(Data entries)

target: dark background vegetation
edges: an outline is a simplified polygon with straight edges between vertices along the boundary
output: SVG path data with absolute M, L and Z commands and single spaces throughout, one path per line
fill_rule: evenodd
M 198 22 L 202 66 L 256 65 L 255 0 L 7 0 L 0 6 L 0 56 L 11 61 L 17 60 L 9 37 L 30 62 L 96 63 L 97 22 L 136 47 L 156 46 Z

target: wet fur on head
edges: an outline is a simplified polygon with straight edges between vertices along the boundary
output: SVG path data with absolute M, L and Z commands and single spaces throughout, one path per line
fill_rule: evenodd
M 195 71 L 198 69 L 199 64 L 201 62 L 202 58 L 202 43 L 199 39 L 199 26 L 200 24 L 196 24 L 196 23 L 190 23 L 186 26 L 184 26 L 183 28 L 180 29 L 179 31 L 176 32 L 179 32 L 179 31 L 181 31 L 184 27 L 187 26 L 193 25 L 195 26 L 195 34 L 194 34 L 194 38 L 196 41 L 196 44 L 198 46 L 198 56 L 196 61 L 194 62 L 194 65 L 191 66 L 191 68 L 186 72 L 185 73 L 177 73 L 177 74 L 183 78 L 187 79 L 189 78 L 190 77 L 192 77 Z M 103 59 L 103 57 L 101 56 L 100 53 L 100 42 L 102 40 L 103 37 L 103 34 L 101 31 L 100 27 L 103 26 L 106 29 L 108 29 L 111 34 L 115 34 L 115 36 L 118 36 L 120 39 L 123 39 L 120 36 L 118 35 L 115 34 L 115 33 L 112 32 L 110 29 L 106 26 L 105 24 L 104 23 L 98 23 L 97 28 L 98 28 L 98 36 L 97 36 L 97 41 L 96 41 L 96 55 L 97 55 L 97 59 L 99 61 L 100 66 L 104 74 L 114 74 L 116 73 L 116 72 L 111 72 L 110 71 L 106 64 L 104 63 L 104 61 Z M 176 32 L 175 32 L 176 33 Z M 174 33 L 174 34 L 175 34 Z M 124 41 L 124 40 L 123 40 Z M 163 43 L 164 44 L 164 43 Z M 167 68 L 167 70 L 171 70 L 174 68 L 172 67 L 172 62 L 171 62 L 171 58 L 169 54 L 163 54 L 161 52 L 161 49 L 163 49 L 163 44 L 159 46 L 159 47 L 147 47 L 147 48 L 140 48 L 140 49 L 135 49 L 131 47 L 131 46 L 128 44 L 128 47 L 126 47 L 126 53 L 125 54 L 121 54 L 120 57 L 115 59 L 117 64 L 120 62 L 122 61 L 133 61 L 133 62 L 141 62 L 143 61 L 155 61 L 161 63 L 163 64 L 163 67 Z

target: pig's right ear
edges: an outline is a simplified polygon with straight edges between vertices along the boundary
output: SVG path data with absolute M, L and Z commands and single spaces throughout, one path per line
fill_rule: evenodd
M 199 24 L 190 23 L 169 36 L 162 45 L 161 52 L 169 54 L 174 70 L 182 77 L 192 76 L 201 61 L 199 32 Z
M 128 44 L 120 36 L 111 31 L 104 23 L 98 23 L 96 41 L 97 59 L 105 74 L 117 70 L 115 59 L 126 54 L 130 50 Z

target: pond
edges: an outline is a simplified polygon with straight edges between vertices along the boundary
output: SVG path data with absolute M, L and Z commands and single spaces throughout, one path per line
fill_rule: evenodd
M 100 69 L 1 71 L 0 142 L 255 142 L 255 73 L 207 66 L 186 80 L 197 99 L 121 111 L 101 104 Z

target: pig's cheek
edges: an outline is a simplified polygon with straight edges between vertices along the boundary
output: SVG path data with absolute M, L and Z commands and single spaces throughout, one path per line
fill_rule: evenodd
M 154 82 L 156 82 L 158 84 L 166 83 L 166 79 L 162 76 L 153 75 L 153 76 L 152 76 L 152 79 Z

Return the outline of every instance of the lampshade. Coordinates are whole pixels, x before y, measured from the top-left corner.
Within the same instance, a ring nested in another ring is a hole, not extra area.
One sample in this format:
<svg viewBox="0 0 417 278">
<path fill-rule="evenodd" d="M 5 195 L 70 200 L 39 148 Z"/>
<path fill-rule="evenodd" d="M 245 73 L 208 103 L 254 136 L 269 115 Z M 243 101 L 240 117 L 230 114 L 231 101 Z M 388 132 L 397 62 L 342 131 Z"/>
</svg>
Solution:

Task brief |
Copy out all of the entries above line by line, keeping every character unchanged.

Task answer |
target: dark background vegetation
edges: an outline is a simplified polygon with straight edges between vertices along the boundary
output: SVG path data with absolute M, L and Z commands and single spaces throughout, one path per line
fill_rule: evenodd
M 198 22 L 202 66 L 256 65 L 255 0 L 7 0 L 0 6 L 0 56 L 11 61 L 17 60 L 9 37 L 30 62 L 96 63 L 97 22 L 136 47 L 156 46 Z

target: wet fur on head
edges: an outline is a simplified polygon with straight edges between vertices along the boundary
output: SVG path data with absolute M, L and Z commands and single spaces throughout, one path per line
fill_rule: evenodd
M 195 71 L 198 69 L 199 64 L 201 62 L 202 58 L 202 43 L 199 39 L 199 26 L 200 24 L 196 24 L 196 23 L 190 23 L 186 26 L 184 26 L 183 28 L 180 29 L 179 31 L 176 32 L 179 32 L 179 31 L 181 31 L 184 27 L 187 26 L 193 25 L 195 26 L 195 34 L 194 34 L 194 38 L 196 41 L 196 44 L 198 46 L 198 56 L 196 61 L 194 62 L 194 65 L 191 66 L 191 68 L 186 72 L 185 73 L 177 73 L 177 74 L 183 78 L 187 79 L 189 78 L 190 77 L 192 77 Z M 103 59 L 103 57 L 101 56 L 100 53 L 100 42 L 102 40 L 103 37 L 103 34 L 101 31 L 100 27 L 103 26 L 106 29 L 108 29 L 111 34 L 115 34 L 115 36 L 118 36 L 120 39 L 123 39 L 120 36 L 118 35 L 115 34 L 115 33 L 112 32 L 110 29 L 106 26 L 105 24 L 104 23 L 98 23 L 97 28 L 98 28 L 98 36 L 97 36 L 97 41 L 96 41 L 96 55 L 97 55 L 97 59 L 99 61 L 100 66 L 104 74 L 114 74 L 116 73 L 116 72 L 111 72 L 110 71 L 106 64 L 104 63 L 104 61 Z M 176 32 L 175 32 L 176 33 Z M 174 33 L 174 34 L 175 34 Z M 124 41 L 124 40 L 123 40 Z M 163 43 L 164 44 L 164 43 Z M 167 68 L 167 70 L 171 70 L 174 68 L 172 67 L 172 62 L 171 62 L 171 58 L 169 54 L 163 54 L 161 52 L 161 49 L 163 49 L 163 44 L 159 46 L 159 47 L 147 47 L 147 48 L 140 48 L 140 49 L 135 49 L 131 47 L 131 46 L 128 44 L 128 47 L 126 47 L 126 53 L 125 54 L 121 54 L 120 57 L 115 59 L 117 64 L 120 62 L 122 61 L 133 61 L 133 62 L 141 62 L 143 61 L 155 61 L 161 63 L 163 64 L 163 67 Z

target: pig's right ear
edges: an outline is a simplified polygon with straight edges between vertices along the boundary
output: SVG path data with absolute M, L and Z commands and single spaces throughout, one path per line
fill_rule: evenodd
M 199 24 L 190 23 L 169 36 L 162 45 L 161 52 L 169 54 L 174 70 L 182 77 L 192 76 L 201 61 L 199 32 Z
M 128 44 L 120 36 L 111 31 L 104 23 L 98 23 L 96 41 L 97 59 L 105 74 L 117 70 L 115 59 L 126 54 L 130 50 Z

target: pond
edges: an outline is a simplified polygon with straight edges between vertices along the boundary
output: SVG path data with absolute M, L and Z commands and single spaces throughout, one path per line
fill_rule: evenodd
M 100 69 L 1 71 L 0 142 L 255 142 L 255 73 L 207 66 L 186 80 L 197 99 L 121 111 L 101 104 Z

target: pig's cheek
edges: an outline is a simplified polygon with straight edges between vertices along the boundary
output: SVG path data with absolute M, L and Z commands and single spaces throughout, one path per line
fill_rule: evenodd
M 154 82 L 156 82 L 158 84 L 166 83 L 166 79 L 162 76 L 153 75 L 153 76 L 152 76 L 152 79 Z

Return the outline of every instance of the lampshade. Coordinates are whole pixels, x before y, measured from the top-left corner.
Within the same instance, a ring nested in another ring is a hole, not extra area.
One sample in this format:
<svg viewBox="0 0 417 278">
<path fill-rule="evenodd" d="M 5 195 L 70 200 L 39 148 Z"/>
<path fill-rule="evenodd" d="M 245 73 L 208 103 L 254 136 L 269 115 Z M 243 101 L 240 117 L 230 114 L 231 101 Z M 388 132 L 397 62 L 342 131 Z"/>
</svg>
Solution:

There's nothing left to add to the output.